QUELLENAUSZUG:
----------------------------------------
Johanna Metz
Dauerlauf im Schlamm
Der 6. Berliner Bundestagslauf im Tiergarten
wurde zur Rutschpartie
Um es vorweg zu sagen: Der bekannteste Läufer des Kabinetts
war beim diesjährigen Bundestagslauf nicht dabei. Joschka
Fischer weilte auf einer Veranstaltung zum französischen
EU-Verfassungsreferendum in Lyon. Wahrscheinlich war ihm die
Sieben-Kilometer-Strecke durch den Tiergarten eh ein wenig knapp,
schließlich lief der Mann in besseren Zeiten schon mal einen
Marathon.
Dafür bewiesen seine Angestellten, was sie drauf haben: In
der Mannschaftswertung errang das Team des Auswärtigen Amtes
den zweiten Platz, knapp hinter den Mitarbeitern der
Landesvertretungen.
Doch nicht nur Fischer, auch die übrige politische
Führungsriege hielt sich an diesem Tage merklich zurück.
Bundespräsident Horst Köhler hatte sich zwar angemeldet,
musste dann aber wegen einer Erkältung passen.
Bundestagspräsident Thierse kam in festem Schuhwerk eigens die
paar Meter vom Reichstag zur Startlinie gelaufen, eröffnete
den Lauf aber nur und entschwand dann zum nächsten Termin.
Aber wer mochte bei dem Wetter schon gern durch den Park rennen?
Angesichts des Regens, der sich eine Stunde vor dem Start fest
über den Tiergarten stülpte und die Wege in Minuten in
Moorpfade verwandelte, hätte man lieber eine gepflegte
Schlammschlacht veranstalten wollen, denn einen Dauerlauf.
Die Pressevertreter jedenfalls verdrückten sich alle unter
die wenigen Zelte und harrten mit verhohlener Skepsis der Dinge -
und siehe da, je näher der Starttermin rückte, desto mehr
Abgeordnete, Fraktionsmitglieder und wasserfest trikotierte
Streckenhelfer versammelten sich vor dem Brandenburger Tor.
Und die Stimmung war prächtig - dabei waren die 300
Läufer schon patschnass, bevor sie auch nur einen einzigen
Kilometer zurückgelegt hatten. Geduldig reihten sie sich an
der Ausgabestelle in die Schlange, um ihre Startnummern und
Zeitchips in Empfang zu nehmen. Einige tauschten im Garderobenzelt
noch schnell ihren Zweireiher gegen das Sporttrikot, während
die Ski-Stars Rosi Mittermaier und Christian Neureuther mit den
Teilnehmern des Nordic Walking-Parcours schon mal ein kurzes
Gruppen-Warm-Up veranstalteten.
----------------------------------------
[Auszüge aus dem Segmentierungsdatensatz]
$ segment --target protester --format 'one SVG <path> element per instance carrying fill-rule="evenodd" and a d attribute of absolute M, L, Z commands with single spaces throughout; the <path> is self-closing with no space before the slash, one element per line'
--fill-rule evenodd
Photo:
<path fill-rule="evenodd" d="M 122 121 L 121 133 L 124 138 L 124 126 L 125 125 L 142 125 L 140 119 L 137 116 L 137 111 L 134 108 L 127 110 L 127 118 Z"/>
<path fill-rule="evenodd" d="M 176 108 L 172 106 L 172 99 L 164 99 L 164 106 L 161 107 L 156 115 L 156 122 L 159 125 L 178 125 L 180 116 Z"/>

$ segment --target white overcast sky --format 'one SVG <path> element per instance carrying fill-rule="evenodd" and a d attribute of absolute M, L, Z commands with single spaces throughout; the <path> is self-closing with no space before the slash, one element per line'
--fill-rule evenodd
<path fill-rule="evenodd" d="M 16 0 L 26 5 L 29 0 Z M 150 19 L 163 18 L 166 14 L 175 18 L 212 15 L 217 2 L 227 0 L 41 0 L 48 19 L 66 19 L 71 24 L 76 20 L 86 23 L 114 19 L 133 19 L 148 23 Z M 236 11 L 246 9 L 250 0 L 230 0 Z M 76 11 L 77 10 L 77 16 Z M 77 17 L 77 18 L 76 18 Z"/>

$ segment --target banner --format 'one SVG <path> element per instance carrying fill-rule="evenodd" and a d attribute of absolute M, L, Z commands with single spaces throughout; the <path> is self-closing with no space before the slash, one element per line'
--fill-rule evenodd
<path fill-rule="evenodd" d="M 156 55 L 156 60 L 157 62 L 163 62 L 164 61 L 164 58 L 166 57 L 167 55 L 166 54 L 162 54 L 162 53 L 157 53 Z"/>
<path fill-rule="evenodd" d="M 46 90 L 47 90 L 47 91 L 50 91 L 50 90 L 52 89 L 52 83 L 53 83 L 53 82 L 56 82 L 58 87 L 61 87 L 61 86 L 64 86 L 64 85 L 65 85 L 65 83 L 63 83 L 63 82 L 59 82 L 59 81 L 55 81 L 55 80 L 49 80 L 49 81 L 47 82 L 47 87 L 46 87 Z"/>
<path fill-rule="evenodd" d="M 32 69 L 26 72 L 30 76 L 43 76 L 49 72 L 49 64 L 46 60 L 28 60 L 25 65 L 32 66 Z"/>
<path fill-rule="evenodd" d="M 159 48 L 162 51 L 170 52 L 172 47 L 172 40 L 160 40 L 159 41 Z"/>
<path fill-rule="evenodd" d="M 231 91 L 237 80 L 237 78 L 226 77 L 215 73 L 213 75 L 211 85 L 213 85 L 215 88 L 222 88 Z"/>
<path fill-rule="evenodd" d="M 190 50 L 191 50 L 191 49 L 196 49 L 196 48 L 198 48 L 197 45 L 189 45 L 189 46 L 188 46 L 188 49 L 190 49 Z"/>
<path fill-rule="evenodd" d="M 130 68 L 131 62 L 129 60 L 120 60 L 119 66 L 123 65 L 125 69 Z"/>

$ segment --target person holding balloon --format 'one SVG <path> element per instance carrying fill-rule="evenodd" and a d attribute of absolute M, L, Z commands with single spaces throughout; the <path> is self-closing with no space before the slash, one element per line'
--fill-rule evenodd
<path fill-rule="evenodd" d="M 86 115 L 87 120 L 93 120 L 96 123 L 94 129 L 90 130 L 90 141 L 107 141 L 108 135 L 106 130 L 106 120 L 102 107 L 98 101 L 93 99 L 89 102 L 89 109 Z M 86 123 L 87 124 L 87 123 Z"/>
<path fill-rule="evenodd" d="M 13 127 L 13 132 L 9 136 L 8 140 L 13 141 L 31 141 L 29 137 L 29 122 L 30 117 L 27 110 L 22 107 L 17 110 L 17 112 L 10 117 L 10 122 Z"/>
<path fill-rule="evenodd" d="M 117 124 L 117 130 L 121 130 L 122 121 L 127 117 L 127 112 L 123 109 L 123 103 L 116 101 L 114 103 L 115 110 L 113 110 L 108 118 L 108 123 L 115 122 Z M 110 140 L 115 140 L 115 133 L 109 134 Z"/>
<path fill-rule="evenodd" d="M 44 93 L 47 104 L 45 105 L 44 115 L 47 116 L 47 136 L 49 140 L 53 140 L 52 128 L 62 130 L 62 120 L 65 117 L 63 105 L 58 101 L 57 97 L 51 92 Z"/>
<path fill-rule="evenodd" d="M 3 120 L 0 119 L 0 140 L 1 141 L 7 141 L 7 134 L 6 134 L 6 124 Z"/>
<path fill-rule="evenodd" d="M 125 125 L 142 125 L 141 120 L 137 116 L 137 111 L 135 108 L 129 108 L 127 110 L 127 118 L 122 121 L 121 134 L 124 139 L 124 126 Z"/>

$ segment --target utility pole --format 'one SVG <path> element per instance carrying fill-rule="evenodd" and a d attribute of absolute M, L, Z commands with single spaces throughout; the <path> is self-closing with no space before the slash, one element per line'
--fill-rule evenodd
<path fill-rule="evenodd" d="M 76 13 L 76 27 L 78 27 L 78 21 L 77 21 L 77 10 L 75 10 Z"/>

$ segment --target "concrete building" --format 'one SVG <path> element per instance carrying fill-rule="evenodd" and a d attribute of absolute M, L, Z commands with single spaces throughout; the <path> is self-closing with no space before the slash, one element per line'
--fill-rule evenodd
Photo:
----------------------------------------
GESETZTES ZIEL 1:
Beantworte anhand des Quellenauszugs über den Bundestagslauf diese Fragen:
(a) Wo hielt sich Joschka Fischer während des diesjährigen Laufs auf?
(b) Welchen Platz errang das Team des Auswärtigen Amtes in der Mannschaftswertung?
(c) Weshalb musste Bundespräsident Horst Köhler passen?
GESETZTES ZIEL 2: Tausche in den Einträgen, beginnend mit dem Anfang der Einträge bis einschließlich der Zeile mit „176 108 L 172“, das Wort „protester“ gegen „demonstrator“ aus. Gib nur diese Zeilen wieder und lass alles andere unverändert.

KORREKTE AUSGABE 1:
(a) Auf einer Veranstaltung zum französischen EU-Verfassungsreferendum in Lyon.
(b) Den zweiten Platz, knapp hinter den Mitarbeitern der Landesvertretungen.
(c) Wegen einer Erkältung.

KORREKTE AUSGABE 2:
$ segment --target demonstrator --format 'one SVG <path> element per instance carrying fill-rule="evenodd" and a d attribute of absolute M, L, Z commands with single spaces throughout; the <path> is self-closing with no space before the slash, one element per line'
--fill-rule evenodd
Photo:
<path fill-rule="evenodd" d="M 122 121 L 121 133 L 124 138 L 124 126 L 125 125 L 142 125 L 140 119 L 137 116 L 137 111 L 134 108 L 127 110 L 127 118 Z"/>
<path fill-rule="evenodd" d="M 176 108 L 172 106 L 172 99 L 164 99 L 164 106 L 161 107 L 156 115 L 156 122 L 159 125 L 178 125 L 180 116 Z"/>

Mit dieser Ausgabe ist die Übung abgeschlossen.